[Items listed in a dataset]
□ □ □ □

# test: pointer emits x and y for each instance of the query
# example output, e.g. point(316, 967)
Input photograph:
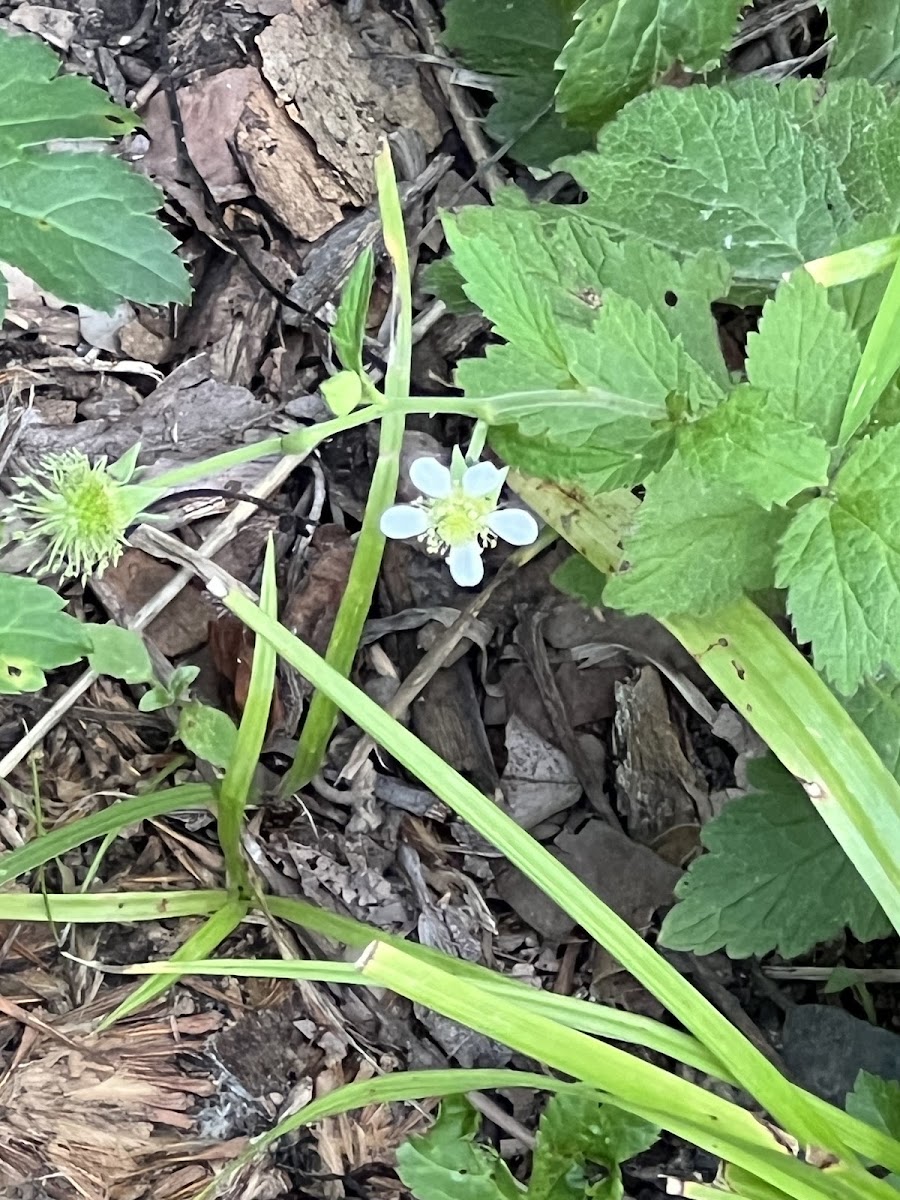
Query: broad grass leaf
point(804, 355)
point(35, 635)
point(622, 47)
point(840, 563)
point(763, 851)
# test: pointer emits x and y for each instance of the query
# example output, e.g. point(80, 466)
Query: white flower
point(457, 515)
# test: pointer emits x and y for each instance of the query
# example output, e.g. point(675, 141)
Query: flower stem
point(357, 599)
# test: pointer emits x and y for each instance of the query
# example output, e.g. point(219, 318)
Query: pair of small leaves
point(81, 225)
point(577, 1153)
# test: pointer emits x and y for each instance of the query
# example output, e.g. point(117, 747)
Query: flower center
point(457, 519)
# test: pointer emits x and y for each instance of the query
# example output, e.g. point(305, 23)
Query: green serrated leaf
point(840, 563)
point(875, 707)
point(876, 1101)
point(83, 227)
point(695, 549)
point(750, 443)
point(441, 279)
point(119, 653)
point(707, 168)
point(580, 579)
point(207, 732)
point(39, 105)
point(867, 40)
point(576, 1131)
point(521, 48)
point(622, 47)
point(805, 355)
point(349, 329)
point(525, 115)
point(763, 851)
point(35, 635)
point(448, 1164)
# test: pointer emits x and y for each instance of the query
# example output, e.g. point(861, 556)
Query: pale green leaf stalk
point(234, 790)
point(789, 1105)
point(357, 599)
point(880, 361)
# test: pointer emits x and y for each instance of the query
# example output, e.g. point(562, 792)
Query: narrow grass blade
point(113, 819)
point(201, 943)
point(771, 683)
point(738, 1055)
point(714, 1125)
point(402, 1085)
point(370, 546)
point(879, 365)
point(96, 907)
point(234, 789)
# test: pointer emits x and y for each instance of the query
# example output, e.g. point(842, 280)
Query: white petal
point(430, 477)
point(515, 526)
point(466, 565)
point(483, 479)
point(403, 521)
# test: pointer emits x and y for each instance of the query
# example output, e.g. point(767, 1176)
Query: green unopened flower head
point(79, 511)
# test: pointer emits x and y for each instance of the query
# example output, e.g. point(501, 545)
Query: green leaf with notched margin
point(840, 563)
point(207, 732)
point(750, 443)
point(876, 1101)
point(763, 851)
point(520, 46)
point(576, 1135)
point(708, 168)
point(39, 105)
point(622, 47)
point(35, 635)
point(447, 1163)
point(804, 355)
point(696, 547)
point(83, 227)
point(119, 653)
point(875, 708)
point(859, 126)
point(348, 331)
point(867, 40)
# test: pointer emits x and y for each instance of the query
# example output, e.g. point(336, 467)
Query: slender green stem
point(360, 587)
point(235, 786)
point(753, 1071)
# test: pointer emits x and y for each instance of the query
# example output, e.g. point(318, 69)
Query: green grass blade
point(113, 819)
point(235, 786)
point(588, 1018)
point(771, 683)
point(95, 907)
point(402, 1085)
point(357, 599)
point(879, 365)
point(738, 1055)
point(715, 1125)
point(201, 943)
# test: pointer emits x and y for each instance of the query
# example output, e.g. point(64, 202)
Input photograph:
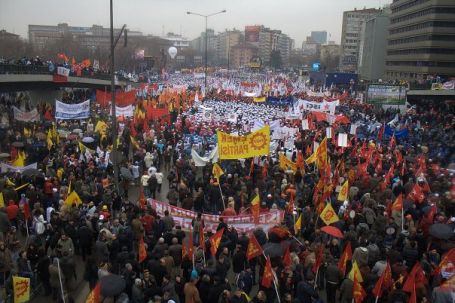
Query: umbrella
point(18, 144)
point(112, 285)
point(125, 172)
point(441, 231)
point(31, 172)
point(88, 140)
point(333, 231)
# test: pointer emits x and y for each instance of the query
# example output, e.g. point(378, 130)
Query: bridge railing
point(44, 70)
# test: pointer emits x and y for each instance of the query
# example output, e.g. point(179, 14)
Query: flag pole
point(60, 279)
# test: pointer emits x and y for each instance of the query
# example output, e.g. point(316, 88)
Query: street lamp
point(206, 38)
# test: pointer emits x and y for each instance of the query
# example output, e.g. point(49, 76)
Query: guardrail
point(39, 69)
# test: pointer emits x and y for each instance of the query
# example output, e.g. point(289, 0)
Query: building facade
point(319, 37)
point(351, 36)
point(421, 39)
point(91, 37)
point(372, 50)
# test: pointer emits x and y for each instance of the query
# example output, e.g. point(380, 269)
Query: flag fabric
point(215, 241)
point(319, 257)
point(298, 224)
point(398, 204)
point(217, 171)
point(255, 209)
point(73, 198)
point(416, 275)
point(142, 250)
point(347, 255)
point(254, 249)
point(358, 293)
point(21, 289)
point(94, 295)
point(328, 215)
point(384, 281)
point(2, 200)
point(287, 261)
point(448, 258)
point(267, 276)
point(355, 273)
point(343, 194)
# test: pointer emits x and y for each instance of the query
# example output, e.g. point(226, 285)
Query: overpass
point(33, 78)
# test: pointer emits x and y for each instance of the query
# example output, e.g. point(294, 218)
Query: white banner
point(30, 116)
point(62, 71)
point(77, 111)
point(324, 107)
point(242, 223)
point(5, 167)
point(127, 111)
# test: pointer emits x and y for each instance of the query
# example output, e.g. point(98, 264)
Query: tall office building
point(421, 39)
point(372, 50)
point(319, 37)
point(353, 22)
point(92, 37)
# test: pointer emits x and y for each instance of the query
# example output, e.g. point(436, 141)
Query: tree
point(275, 59)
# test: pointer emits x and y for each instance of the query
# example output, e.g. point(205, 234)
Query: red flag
point(319, 256)
point(358, 293)
point(142, 251)
point(202, 237)
point(215, 241)
point(287, 257)
point(398, 204)
point(417, 194)
point(254, 249)
point(347, 255)
point(267, 276)
point(416, 275)
point(384, 282)
point(94, 295)
point(142, 200)
point(449, 257)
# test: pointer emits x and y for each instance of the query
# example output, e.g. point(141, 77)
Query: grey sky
point(296, 18)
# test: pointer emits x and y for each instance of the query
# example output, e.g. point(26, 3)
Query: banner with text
point(77, 111)
point(23, 116)
point(242, 223)
point(241, 147)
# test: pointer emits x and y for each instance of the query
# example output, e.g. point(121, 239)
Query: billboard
point(382, 94)
point(252, 33)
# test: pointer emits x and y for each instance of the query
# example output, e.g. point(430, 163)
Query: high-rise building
point(91, 37)
point(352, 35)
point(421, 39)
point(225, 41)
point(319, 36)
point(372, 49)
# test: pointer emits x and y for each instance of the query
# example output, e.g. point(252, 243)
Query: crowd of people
point(133, 252)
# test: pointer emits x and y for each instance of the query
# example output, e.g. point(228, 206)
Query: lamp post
point(206, 38)
point(114, 118)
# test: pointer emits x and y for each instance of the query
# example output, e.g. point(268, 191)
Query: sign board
point(382, 94)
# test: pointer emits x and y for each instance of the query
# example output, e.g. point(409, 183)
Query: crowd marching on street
point(256, 190)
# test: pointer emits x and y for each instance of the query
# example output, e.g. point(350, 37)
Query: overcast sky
point(297, 18)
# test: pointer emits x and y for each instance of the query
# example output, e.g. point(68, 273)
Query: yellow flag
point(21, 289)
point(343, 194)
point(2, 200)
point(73, 198)
point(217, 171)
point(241, 147)
point(298, 224)
point(355, 272)
point(328, 215)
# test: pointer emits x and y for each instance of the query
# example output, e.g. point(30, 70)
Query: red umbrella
point(333, 231)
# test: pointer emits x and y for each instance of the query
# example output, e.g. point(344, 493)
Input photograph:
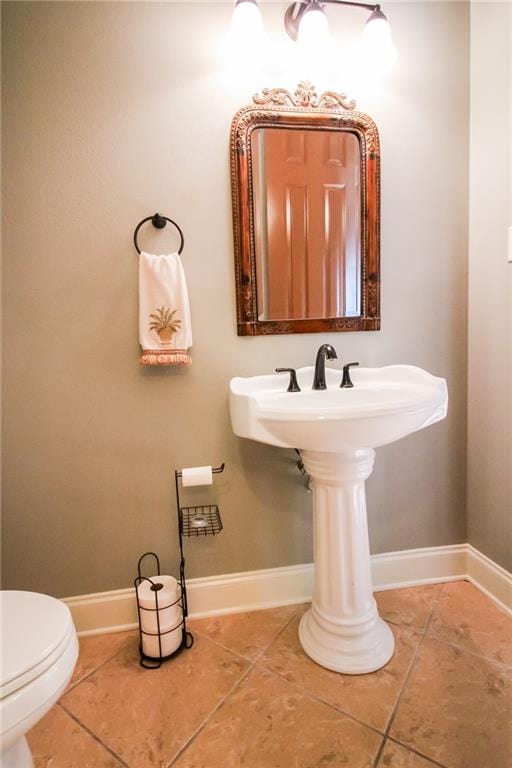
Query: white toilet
point(38, 654)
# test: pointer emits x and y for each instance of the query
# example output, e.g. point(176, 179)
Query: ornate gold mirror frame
point(303, 110)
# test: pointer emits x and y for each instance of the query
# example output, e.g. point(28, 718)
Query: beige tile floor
point(246, 696)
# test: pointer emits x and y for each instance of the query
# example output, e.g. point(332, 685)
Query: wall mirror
point(305, 186)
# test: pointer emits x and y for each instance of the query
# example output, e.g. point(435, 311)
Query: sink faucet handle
point(346, 381)
point(293, 386)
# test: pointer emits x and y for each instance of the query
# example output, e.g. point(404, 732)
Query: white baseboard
point(252, 590)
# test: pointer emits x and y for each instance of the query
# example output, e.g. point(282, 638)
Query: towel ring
point(159, 222)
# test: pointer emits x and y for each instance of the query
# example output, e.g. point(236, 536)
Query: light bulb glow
point(378, 48)
point(246, 25)
point(313, 30)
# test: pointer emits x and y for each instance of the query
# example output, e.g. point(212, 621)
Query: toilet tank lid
point(32, 626)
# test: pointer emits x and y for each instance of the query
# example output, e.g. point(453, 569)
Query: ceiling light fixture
point(305, 20)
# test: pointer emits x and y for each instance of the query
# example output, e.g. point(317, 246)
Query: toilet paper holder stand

□ □ □ □

= Exercise instructions =
Reproduce everything from the start of the rows down to the line that contains "point(880, 361)", including both ends. Omit the pictures from your output.

= Output of the task =
# test: pointer emits x and y for each instance of the query
# example output, e.g. point(316, 967)
Input photograph:
Query: broad grass leaf
point(804, 355)
point(35, 635)
point(622, 47)
point(840, 563)
point(763, 851)
# test: pointer emits x and y for each instance of the query
# example output, e.g. point(80, 466)
Query: white flower
point(457, 515)
# test: pointer emits x and y for each instance of the query
# example output, e.g. point(675, 141)
Query: flower stem
point(357, 599)
# test: pointer emits x and y for each instance of the query
# example output, e.g. point(219, 318)
Query: pair of small leaves
point(81, 225)
point(577, 1153)
# test: pointer emits x and y for each instance of the query
# example output, e.g. point(117, 747)
Query: flower center
point(457, 519)
# test: pointer emits x and y for each instance of the query
# example output, e.g. point(305, 23)
Query: green serrated leaf
point(840, 563)
point(875, 707)
point(876, 1101)
point(83, 227)
point(695, 549)
point(750, 443)
point(441, 279)
point(119, 653)
point(707, 168)
point(580, 579)
point(207, 732)
point(39, 105)
point(867, 40)
point(576, 1131)
point(521, 48)
point(622, 47)
point(805, 355)
point(349, 329)
point(525, 115)
point(763, 851)
point(35, 635)
point(448, 1164)
# test: pointer emits x and y for each instance of the query
# example output, e.g. point(861, 556)
Query: pale green leaf stalk
point(234, 790)
point(789, 1105)
point(357, 599)
point(880, 361)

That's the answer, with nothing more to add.